[Start of SUPPLIED RECORDS]

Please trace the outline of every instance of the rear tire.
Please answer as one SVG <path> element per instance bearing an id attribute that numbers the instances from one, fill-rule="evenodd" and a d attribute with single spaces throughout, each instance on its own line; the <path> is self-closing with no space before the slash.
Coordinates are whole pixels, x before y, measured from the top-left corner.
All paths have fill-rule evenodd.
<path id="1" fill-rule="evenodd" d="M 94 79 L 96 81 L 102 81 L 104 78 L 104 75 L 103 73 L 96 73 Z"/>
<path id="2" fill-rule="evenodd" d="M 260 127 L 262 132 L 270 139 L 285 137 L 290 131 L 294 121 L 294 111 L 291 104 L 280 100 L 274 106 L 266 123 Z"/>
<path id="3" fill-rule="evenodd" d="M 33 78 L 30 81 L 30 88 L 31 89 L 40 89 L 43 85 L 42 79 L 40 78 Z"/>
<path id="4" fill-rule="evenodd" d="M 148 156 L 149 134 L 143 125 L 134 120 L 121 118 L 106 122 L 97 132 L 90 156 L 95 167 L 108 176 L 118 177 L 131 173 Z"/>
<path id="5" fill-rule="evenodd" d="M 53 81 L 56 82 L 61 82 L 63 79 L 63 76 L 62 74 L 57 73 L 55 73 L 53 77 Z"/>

[End of SUPPLIED RECORDS]

◆ TO BE DONE ◆
Locate every line in the records that contains the word "from" and copy each of those lines in full.

◆ CORRECT RESULT ◆
Please answer as one SVG <path> element per instance bearing an id attribute that numbers the instances from one, fill-rule="evenodd" and a d attribute with single spaces throughout, each instance on its own line; the <path> is self-closing with no space before the slash.
Coordinates are whole pixels, x before y, measured from the top-left corner.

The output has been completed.